QUOTED PASSAGE

—————

Can logistic regression be replaced with ordinary linear regression

Hello everyone,
Thanks for the wonderful course.
I tried implementing logistic regression to some practical binary classification problems and observed that it works no better than simple linear regression where the desired output (Y) equals either to 1 or 0. After the regression coefficients are computed, I can calculate the probability by applying sigmoid function: P=sigmoid ((w,X)+b).
So, my question is: what is the benefit of following the logistic regression algorithm with its specific loss function over the “simple” linear regression?

Will be grateful for the answer.
My best regards,
Vasyl,
Kyiv, Ukraine

1 Like

Hey @vasyl.delta,
Welcome to the community. I suppose we are clear on the fact that Logistic Regression is nothing but Linear Regression + Sigmoid, at least as far as the the way of predicting the target values is concerned.

So, your query boils down to “What’s the advantage of using logistic regression with the logistic loss function instead of using it squared error cost function?”. In Week 3 of this course, you will find that Prof Andrew describes this advantage in the video entitled “Cost Function for Logistic Regression”. When you use Squared Error Cost function with Logistic Regression, the cost function that you get maybe a non-convex function, which could have multiple local optima, but when we use the logistic loss function, the cost function that you will get is a convex function, i.e., a single optima.

Now, you definitely won’t want only a locally optimal solution, hence, we stick with the logistic cost function. Now, coming to your practical results, it might be possible that in your case the difference between a locally optimal solution and the global optimal solution is negligible, and hence, you don’t see any difference between the 2.

I hope this makes sense. Rest, you can share your results here as well, so that it helps the other learners as well, who may stumble upon this query.

Cheers,
Elemento

5 Likes

Hi @vasyl.delta

In general, logistic regression is preferred over ordinary linear regression for classification tasks where the dependent variable is binary (e.g., “yes” or “no”). This is because the logistic function is better suited to modeling binary outcomes, as it maps any input value to a value between 0 and 1, which is suitable for modeling probabilities.

However, it is possible to use ordinary linear regression for classification tasks by transforming the dependent variable into a binary form. For example, you could use linear regression to predict a probability of a binary outcome (e.g., the probability that a customer will convert on a website), and then use a threshold value (e.g., 0.5) to classify the outcome as “yes” or “no”.

While this approach may be sufficient for some classification tasks, it is generally not recommended as it does not take into account the specific characteristics of the binary outcome. In particular, the linear regression model may produce probabilities outside the range 0 to 1, which is not meaningful in the context of a binary outcome.

—————

WORK REQUIRED
In the forum thread above on logistic versus linear regression, what kind of cost function can result from using the squared error cost with logistic regression?

[Location identification records]
—————

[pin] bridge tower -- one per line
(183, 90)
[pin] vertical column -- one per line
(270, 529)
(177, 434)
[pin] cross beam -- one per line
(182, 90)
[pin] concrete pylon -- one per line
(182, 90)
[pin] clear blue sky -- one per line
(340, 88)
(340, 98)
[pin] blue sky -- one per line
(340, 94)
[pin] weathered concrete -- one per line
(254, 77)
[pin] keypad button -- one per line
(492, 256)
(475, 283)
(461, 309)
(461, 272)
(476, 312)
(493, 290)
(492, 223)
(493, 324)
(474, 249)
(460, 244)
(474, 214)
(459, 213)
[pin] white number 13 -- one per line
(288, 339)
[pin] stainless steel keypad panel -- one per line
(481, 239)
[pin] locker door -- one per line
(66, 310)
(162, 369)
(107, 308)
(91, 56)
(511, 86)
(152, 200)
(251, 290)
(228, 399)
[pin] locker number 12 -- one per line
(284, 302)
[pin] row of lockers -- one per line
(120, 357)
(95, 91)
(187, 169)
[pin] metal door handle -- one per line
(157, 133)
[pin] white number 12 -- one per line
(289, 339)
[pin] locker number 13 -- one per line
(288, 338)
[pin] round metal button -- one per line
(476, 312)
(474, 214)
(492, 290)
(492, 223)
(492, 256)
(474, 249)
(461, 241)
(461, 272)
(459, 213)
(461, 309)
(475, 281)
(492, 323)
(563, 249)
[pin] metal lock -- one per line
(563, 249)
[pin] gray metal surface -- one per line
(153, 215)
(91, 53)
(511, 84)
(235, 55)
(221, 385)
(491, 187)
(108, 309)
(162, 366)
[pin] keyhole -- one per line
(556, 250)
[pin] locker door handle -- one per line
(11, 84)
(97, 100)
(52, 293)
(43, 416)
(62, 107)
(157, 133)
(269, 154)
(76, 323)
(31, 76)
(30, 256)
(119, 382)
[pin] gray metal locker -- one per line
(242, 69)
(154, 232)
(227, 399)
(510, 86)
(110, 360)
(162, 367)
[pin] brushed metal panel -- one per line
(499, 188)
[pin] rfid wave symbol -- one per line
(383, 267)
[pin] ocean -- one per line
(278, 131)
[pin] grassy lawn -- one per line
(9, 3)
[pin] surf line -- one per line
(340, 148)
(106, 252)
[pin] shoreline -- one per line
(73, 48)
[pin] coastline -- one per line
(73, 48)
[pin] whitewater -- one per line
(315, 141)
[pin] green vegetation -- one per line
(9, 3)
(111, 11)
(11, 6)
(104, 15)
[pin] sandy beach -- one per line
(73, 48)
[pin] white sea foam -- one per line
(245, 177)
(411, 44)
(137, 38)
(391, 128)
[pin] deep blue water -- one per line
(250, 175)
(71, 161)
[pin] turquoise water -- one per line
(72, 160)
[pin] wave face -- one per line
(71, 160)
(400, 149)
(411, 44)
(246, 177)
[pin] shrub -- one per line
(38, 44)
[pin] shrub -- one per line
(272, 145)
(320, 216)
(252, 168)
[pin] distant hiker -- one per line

—————

RIGHT ANSWER
A non-convex function, which could have multiple local optima.